-- begin WORKING DATA --

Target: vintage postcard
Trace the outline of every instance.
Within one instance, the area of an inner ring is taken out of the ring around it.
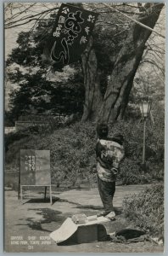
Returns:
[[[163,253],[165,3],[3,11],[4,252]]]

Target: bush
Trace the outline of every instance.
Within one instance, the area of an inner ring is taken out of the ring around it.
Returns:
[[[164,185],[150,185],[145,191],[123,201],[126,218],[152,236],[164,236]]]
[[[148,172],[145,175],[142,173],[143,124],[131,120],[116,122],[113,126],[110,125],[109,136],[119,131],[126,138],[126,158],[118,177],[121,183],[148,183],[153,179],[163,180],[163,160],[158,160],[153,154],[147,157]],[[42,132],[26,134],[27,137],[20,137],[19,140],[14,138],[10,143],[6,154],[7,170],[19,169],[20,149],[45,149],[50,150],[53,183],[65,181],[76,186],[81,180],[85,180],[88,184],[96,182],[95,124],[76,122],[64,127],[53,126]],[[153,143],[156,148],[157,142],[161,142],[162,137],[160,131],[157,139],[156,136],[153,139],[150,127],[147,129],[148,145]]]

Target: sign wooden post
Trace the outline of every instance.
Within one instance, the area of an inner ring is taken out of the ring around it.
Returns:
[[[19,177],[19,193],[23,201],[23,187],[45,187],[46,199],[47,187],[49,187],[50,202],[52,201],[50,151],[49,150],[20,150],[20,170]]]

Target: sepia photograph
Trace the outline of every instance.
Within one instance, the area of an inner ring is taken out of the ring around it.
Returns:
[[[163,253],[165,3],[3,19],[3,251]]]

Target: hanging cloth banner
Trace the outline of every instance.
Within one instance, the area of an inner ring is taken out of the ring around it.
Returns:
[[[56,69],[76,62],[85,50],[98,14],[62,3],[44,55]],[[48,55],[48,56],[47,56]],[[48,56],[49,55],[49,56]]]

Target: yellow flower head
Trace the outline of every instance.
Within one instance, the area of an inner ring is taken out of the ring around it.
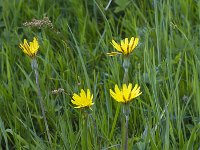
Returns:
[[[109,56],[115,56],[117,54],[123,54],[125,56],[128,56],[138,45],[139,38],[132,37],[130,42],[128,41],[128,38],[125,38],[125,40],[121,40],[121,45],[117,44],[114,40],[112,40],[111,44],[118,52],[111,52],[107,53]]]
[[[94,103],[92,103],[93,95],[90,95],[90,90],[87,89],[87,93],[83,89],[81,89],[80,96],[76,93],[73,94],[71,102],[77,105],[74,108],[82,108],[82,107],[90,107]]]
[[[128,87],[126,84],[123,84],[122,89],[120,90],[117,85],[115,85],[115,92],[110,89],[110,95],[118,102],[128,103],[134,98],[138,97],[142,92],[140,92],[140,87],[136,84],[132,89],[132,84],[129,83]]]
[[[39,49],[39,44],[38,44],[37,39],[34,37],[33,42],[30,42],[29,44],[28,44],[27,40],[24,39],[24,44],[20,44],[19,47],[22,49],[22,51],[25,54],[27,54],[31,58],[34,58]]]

-- end WORKING DATA --
-- begin WORKING DATA --

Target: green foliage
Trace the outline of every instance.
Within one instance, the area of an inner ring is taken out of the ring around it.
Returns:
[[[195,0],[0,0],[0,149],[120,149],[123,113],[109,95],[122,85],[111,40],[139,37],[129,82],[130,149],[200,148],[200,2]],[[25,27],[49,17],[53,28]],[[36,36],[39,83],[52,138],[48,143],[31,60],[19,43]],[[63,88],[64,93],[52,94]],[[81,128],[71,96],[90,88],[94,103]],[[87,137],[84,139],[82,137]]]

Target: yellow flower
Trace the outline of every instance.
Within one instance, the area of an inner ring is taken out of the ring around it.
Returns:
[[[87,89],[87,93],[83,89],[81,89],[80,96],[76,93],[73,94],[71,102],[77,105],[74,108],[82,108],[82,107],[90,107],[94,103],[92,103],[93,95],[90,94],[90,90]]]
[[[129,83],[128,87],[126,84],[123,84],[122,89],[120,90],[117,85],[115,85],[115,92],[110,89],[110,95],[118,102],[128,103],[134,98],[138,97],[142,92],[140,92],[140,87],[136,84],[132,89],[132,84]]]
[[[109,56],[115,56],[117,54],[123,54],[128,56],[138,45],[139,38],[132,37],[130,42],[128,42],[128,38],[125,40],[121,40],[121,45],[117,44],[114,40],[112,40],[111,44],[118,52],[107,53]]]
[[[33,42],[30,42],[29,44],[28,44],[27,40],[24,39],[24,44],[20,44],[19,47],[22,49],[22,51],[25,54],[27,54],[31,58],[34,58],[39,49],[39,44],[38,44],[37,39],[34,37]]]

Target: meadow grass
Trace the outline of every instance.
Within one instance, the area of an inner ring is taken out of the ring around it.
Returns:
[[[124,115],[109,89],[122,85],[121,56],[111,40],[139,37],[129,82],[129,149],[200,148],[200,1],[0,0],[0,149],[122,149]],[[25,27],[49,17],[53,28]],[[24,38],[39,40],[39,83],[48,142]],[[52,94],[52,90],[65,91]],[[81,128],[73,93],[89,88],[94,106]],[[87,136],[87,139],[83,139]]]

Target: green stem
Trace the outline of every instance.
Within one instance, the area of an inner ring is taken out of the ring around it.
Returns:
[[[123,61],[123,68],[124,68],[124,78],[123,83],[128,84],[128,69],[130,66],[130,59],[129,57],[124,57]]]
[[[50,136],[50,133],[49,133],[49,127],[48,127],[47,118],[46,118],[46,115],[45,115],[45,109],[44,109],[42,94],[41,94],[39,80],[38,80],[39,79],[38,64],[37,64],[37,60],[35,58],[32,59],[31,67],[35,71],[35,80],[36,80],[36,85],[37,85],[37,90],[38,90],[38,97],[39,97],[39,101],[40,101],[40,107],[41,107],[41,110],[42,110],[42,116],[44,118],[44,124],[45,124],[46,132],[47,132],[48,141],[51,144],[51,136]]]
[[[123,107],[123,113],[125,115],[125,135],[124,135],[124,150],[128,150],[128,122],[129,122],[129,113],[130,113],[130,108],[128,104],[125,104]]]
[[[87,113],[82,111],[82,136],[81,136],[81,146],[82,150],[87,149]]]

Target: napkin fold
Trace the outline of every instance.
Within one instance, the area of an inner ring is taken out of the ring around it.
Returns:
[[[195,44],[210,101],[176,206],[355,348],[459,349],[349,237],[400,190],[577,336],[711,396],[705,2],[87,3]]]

-- end WORKING DATA --
-- begin WORKING DATA --

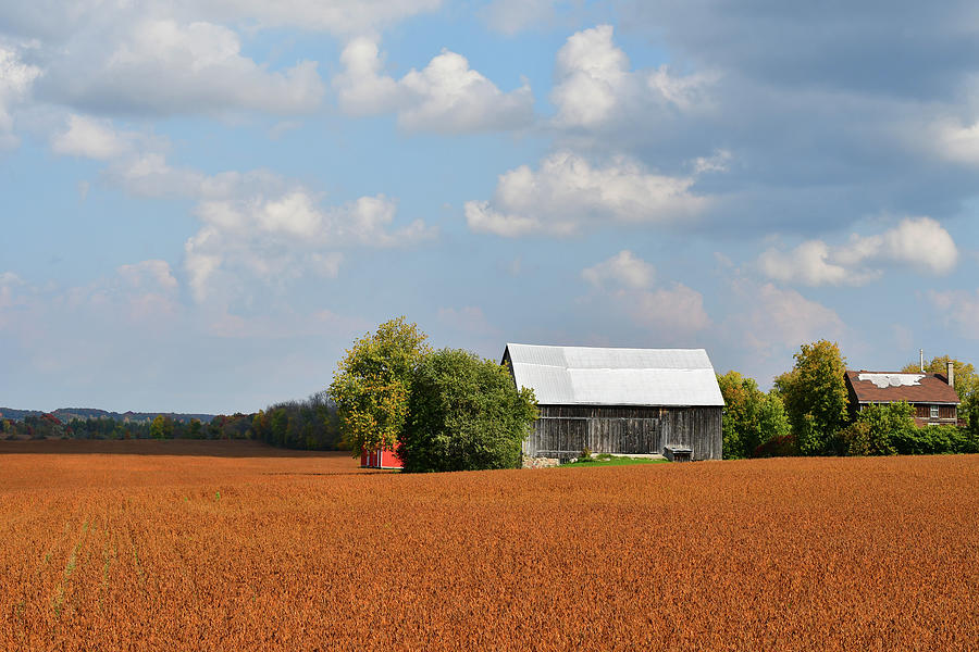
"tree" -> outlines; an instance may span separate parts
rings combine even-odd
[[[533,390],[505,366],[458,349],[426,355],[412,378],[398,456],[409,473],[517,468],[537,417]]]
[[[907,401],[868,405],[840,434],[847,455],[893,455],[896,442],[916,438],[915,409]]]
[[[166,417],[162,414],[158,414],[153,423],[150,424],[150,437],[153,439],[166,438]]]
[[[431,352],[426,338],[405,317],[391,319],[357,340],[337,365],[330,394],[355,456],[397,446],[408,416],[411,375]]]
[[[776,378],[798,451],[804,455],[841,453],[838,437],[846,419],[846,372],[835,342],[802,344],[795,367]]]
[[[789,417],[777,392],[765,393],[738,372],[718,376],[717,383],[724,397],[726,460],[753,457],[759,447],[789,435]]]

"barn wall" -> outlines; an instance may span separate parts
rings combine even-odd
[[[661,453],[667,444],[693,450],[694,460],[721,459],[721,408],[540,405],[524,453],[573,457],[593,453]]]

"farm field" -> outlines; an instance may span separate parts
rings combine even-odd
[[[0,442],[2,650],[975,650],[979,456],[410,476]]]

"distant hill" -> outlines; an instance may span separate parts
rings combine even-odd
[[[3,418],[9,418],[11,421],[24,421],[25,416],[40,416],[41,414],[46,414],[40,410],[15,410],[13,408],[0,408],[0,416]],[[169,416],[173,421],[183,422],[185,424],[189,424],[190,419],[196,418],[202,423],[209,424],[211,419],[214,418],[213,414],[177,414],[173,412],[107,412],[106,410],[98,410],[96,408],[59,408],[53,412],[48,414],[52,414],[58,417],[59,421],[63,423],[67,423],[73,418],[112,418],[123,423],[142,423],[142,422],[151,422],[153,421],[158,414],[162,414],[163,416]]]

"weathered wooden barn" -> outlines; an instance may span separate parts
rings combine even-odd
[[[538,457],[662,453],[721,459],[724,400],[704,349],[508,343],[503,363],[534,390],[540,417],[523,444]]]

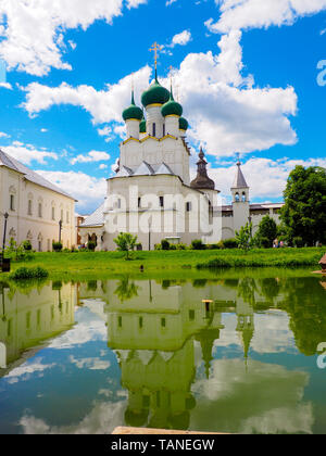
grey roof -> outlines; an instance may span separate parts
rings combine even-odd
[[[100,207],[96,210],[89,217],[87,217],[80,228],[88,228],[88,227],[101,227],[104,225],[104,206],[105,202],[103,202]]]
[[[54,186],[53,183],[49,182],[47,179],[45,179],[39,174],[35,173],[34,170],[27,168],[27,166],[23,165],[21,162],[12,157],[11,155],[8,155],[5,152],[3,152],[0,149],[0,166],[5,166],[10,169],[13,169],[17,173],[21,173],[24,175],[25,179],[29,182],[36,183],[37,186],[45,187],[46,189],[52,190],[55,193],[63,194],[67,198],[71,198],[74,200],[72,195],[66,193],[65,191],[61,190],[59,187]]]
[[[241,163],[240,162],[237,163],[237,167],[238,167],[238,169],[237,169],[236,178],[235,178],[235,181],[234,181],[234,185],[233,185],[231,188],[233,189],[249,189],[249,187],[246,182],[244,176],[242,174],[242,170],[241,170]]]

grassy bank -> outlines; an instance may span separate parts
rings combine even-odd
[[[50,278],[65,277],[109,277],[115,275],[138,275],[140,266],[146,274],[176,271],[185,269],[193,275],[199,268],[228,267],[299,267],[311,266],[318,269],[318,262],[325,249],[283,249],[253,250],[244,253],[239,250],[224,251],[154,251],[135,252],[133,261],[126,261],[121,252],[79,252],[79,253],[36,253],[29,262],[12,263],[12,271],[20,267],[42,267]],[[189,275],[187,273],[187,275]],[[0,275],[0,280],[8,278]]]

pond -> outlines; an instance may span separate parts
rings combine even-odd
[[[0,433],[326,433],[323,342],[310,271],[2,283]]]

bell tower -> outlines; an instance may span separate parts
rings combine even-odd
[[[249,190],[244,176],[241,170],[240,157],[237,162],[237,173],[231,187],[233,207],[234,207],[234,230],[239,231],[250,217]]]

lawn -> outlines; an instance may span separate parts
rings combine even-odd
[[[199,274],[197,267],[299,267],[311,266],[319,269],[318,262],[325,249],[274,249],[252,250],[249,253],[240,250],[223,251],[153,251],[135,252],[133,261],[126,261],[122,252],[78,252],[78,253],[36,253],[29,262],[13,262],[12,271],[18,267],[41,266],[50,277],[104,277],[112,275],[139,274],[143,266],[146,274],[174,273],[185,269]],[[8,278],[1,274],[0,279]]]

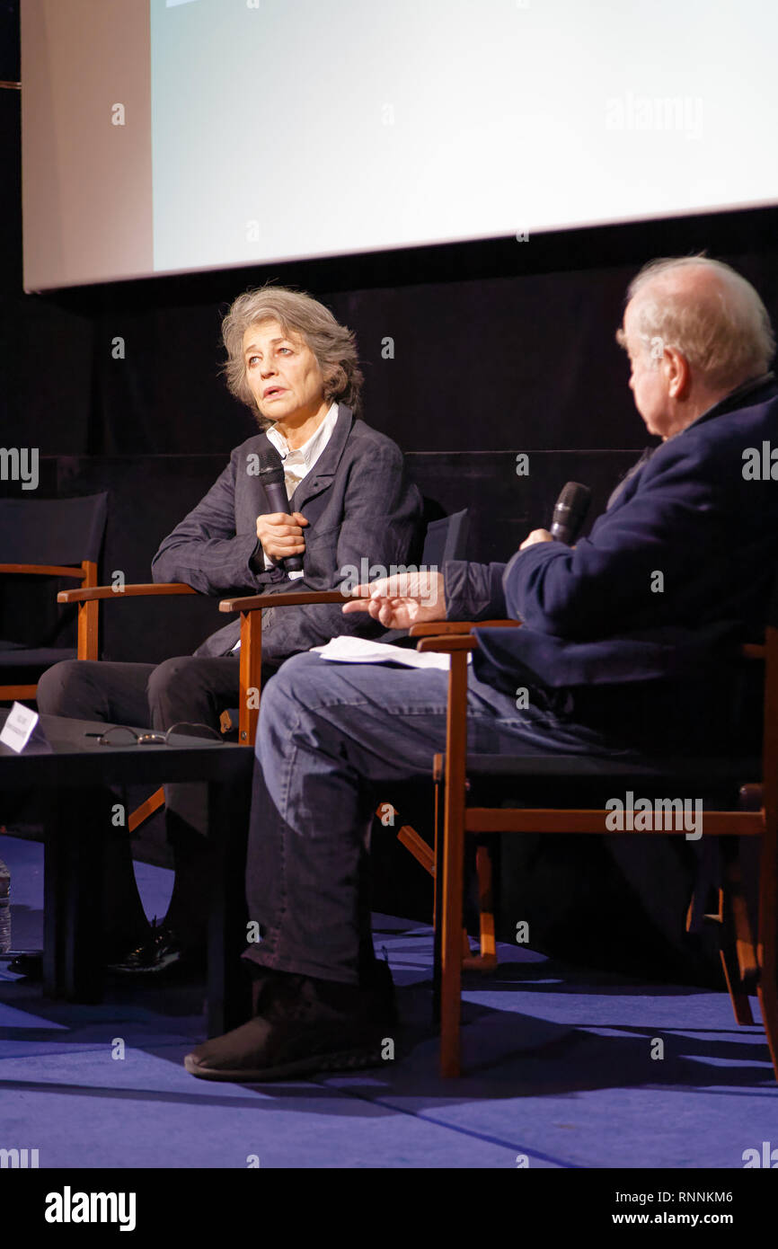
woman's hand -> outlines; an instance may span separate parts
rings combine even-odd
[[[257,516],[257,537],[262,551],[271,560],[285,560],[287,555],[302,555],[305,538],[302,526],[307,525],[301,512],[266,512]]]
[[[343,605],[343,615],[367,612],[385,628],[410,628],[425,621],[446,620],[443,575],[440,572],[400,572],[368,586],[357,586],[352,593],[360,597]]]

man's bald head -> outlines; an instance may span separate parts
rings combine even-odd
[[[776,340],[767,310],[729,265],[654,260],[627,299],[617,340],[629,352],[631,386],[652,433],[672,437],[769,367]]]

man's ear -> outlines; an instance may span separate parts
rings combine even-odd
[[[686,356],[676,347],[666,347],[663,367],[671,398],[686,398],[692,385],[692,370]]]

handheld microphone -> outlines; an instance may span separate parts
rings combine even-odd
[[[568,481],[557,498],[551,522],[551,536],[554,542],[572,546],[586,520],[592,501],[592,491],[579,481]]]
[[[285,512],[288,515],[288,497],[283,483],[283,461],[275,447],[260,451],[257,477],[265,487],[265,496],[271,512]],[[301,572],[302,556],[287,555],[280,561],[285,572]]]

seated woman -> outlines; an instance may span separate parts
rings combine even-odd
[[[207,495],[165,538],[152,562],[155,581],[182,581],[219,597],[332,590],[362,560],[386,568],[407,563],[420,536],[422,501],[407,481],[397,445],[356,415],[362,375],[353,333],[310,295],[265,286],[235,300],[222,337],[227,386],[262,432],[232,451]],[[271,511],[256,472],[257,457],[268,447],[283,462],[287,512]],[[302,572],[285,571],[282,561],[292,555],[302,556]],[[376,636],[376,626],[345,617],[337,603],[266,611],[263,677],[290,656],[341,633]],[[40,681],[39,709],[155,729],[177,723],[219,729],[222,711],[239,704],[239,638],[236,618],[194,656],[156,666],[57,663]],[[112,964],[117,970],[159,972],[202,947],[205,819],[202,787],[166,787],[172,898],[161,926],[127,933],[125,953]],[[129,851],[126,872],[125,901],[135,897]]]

-- end WORKING DATA --

TASK STATEMENT: Reproduce the records starting with the line containing "Target: vintage postcard" and continuing through the line containing "[[[163,253],[165,3],[3,11],[4,252]]]", substituting "antique" for "vintage" and changing nothing else. Omit the pictures from your answer.

THE REPLY:
Target: antique postcard
Trace the outline of every instance.
Within one instance, the area of an inner ring is taken out of the ring around it.
Returns:
[[[163,253],[165,3],[3,11],[4,252]]]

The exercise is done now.